◆ What is being asked: Begin at the line containing "Point to the white t-shirt." and copy each line exactly through the end of the records, leaving out what comes before.

◆ ◆ ◆ ◆ ◆ ◆ ◆

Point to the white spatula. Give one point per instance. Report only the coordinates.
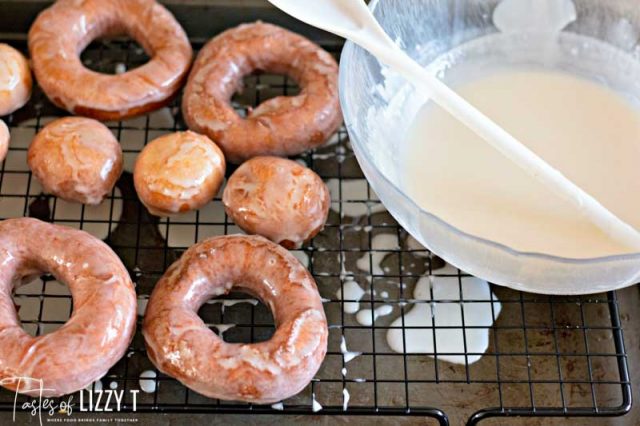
(352, 20)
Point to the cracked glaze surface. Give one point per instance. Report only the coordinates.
(178, 172)
(15, 80)
(278, 199)
(77, 159)
(182, 346)
(104, 308)
(284, 125)
(61, 33)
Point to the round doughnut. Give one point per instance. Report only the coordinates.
(278, 199)
(104, 308)
(181, 345)
(76, 159)
(281, 126)
(5, 136)
(177, 173)
(15, 80)
(62, 31)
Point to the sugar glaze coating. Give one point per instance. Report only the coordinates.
(278, 199)
(181, 345)
(104, 308)
(284, 125)
(15, 80)
(77, 159)
(179, 172)
(61, 32)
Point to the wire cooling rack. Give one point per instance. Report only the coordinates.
(548, 356)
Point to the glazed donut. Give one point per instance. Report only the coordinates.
(61, 32)
(181, 345)
(5, 136)
(104, 308)
(77, 159)
(281, 126)
(177, 173)
(278, 199)
(15, 80)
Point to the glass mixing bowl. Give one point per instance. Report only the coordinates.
(442, 34)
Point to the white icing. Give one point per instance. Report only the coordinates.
(534, 15)
(315, 405)
(345, 399)
(147, 381)
(447, 314)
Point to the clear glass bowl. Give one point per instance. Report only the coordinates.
(431, 30)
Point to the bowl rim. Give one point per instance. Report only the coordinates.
(349, 49)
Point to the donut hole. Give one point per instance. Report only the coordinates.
(259, 87)
(114, 55)
(238, 318)
(43, 304)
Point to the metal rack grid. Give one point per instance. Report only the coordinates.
(548, 356)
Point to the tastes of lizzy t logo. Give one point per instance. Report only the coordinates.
(94, 401)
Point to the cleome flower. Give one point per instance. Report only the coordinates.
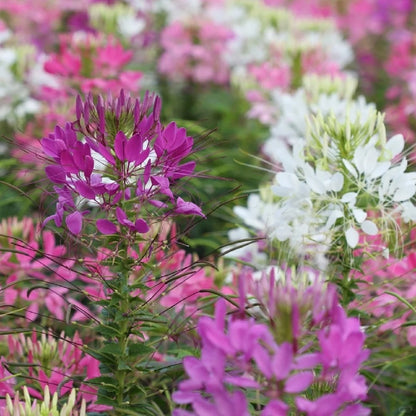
(124, 160)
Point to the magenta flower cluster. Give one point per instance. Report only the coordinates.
(118, 156)
(240, 355)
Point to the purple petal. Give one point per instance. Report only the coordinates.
(84, 190)
(141, 226)
(106, 227)
(120, 143)
(282, 361)
(298, 382)
(188, 208)
(74, 222)
(275, 408)
(55, 174)
(121, 215)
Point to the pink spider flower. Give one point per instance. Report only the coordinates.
(240, 355)
(91, 63)
(55, 362)
(201, 60)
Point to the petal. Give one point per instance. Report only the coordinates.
(298, 382)
(106, 227)
(74, 222)
(141, 226)
(352, 237)
(120, 143)
(56, 174)
(369, 227)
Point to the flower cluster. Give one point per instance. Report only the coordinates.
(125, 156)
(242, 354)
(333, 179)
(54, 364)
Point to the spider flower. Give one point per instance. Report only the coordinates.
(118, 156)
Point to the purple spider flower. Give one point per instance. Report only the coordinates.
(118, 156)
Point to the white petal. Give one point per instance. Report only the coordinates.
(359, 214)
(337, 182)
(349, 197)
(350, 167)
(395, 145)
(369, 227)
(352, 237)
(405, 192)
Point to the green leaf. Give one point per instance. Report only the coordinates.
(139, 349)
(114, 349)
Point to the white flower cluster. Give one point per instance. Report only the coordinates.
(340, 179)
(294, 111)
(15, 100)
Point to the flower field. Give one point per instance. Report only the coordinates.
(208, 207)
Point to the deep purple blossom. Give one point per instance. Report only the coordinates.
(118, 156)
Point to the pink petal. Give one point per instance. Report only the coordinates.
(106, 227)
(74, 222)
(298, 382)
(141, 226)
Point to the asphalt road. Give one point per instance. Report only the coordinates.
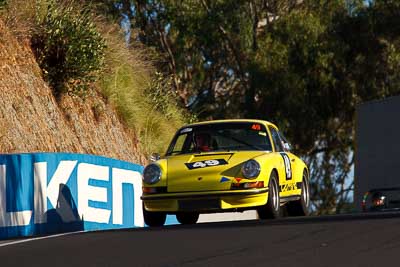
(350, 240)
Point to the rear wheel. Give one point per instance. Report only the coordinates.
(271, 210)
(301, 207)
(154, 219)
(187, 217)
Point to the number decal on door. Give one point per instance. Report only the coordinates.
(205, 163)
(288, 166)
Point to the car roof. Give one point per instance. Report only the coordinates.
(232, 120)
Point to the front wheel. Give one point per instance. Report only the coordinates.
(301, 207)
(154, 219)
(187, 217)
(271, 210)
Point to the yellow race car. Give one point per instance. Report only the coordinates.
(225, 165)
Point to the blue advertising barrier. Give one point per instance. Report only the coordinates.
(44, 193)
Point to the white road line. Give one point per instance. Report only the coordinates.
(37, 238)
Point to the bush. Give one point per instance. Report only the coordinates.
(3, 3)
(142, 96)
(69, 49)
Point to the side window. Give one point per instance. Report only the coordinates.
(276, 139)
(286, 145)
(179, 144)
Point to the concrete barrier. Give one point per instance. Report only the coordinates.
(44, 193)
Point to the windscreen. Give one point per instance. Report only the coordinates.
(220, 137)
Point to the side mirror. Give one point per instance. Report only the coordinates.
(154, 157)
(287, 146)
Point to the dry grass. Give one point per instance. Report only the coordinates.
(127, 81)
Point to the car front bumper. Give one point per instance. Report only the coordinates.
(204, 202)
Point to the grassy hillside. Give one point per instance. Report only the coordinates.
(95, 62)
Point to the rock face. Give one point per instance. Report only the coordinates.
(31, 120)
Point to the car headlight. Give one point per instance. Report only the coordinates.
(251, 169)
(152, 174)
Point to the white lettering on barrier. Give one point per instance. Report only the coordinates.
(51, 191)
(126, 177)
(15, 218)
(86, 193)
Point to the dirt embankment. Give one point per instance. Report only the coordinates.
(31, 120)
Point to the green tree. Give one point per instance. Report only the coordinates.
(302, 64)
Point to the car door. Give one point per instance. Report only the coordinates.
(287, 183)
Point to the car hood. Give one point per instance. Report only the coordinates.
(206, 171)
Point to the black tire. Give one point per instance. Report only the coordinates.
(187, 217)
(301, 207)
(154, 219)
(271, 210)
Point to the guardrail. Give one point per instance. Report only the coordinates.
(44, 193)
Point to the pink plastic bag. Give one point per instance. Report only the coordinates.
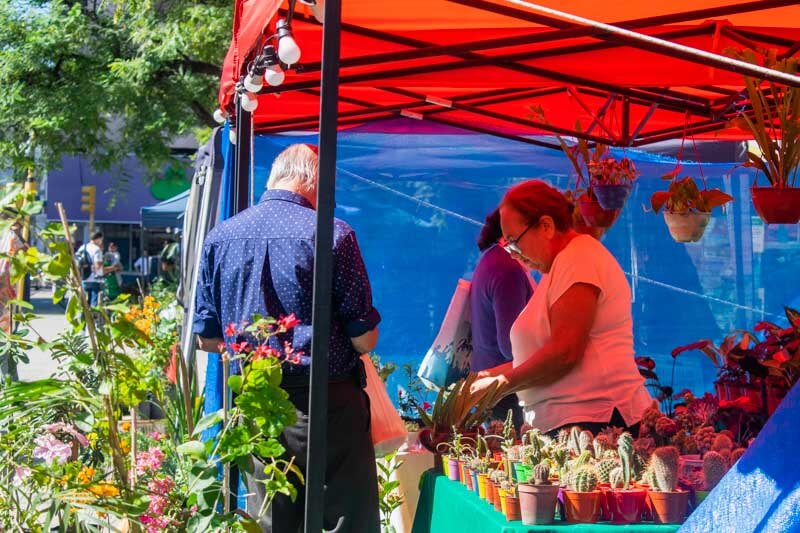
(388, 429)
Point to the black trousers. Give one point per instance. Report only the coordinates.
(595, 427)
(351, 485)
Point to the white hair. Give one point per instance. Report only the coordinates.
(296, 168)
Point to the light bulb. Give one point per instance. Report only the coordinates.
(254, 82)
(274, 75)
(220, 116)
(249, 101)
(288, 51)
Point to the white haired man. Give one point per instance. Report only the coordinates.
(261, 261)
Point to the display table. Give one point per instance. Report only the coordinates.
(447, 506)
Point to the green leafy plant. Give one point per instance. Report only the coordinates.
(774, 121)
(683, 196)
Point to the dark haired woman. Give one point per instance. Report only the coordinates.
(501, 288)
(573, 343)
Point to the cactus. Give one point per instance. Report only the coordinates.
(604, 469)
(736, 455)
(616, 479)
(722, 442)
(585, 440)
(601, 444)
(714, 467)
(625, 449)
(664, 463)
(584, 480)
(541, 474)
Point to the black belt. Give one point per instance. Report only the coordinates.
(357, 376)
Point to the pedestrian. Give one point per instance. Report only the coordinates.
(261, 262)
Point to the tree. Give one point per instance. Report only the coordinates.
(106, 79)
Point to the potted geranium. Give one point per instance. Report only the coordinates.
(774, 122)
(687, 208)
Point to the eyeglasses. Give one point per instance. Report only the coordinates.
(511, 245)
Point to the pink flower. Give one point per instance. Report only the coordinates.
(21, 473)
(69, 430)
(288, 322)
(149, 462)
(50, 449)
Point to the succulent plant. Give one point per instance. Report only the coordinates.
(625, 449)
(584, 480)
(664, 463)
(541, 474)
(616, 479)
(573, 443)
(585, 440)
(736, 455)
(722, 442)
(601, 445)
(604, 469)
(714, 468)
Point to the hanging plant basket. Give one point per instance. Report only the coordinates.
(777, 205)
(687, 227)
(612, 196)
(594, 215)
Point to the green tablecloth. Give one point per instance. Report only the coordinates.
(446, 506)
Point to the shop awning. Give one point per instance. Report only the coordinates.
(484, 65)
(167, 214)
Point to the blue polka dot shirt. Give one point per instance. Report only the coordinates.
(261, 261)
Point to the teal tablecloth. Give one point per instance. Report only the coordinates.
(448, 507)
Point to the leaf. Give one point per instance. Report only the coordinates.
(207, 422)
(192, 448)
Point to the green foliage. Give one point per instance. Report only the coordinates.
(684, 196)
(106, 79)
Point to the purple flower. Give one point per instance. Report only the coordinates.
(50, 449)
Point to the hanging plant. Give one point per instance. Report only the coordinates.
(687, 208)
(774, 123)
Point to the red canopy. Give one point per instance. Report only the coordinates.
(494, 67)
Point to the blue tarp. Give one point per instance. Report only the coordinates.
(416, 201)
(167, 214)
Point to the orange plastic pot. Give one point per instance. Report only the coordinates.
(582, 507)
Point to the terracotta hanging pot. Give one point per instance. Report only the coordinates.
(669, 507)
(538, 503)
(612, 196)
(582, 507)
(687, 227)
(777, 205)
(512, 510)
(625, 506)
(594, 215)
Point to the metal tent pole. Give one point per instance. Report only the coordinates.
(323, 266)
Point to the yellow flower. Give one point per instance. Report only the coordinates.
(104, 490)
(86, 475)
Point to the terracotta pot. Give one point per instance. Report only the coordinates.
(777, 205)
(669, 507)
(612, 196)
(625, 506)
(686, 227)
(581, 507)
(594, 215)
(453, 470)
(482, 478)
(537, 503)
(512, 510)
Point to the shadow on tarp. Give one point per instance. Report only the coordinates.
(761, 493)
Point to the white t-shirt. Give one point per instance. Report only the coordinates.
(606, 376)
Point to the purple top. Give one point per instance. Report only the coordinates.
(500, 290)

◆ ◆ ◆ ◆ ◆ ◆ ◆

◆ Written solution:
Point to the white t-shirt. Give one point per instance. Report only the coordinates.
(606, 376)
Point to the purple top. Give one point per instance. Report only the coordinates.
(500, 290)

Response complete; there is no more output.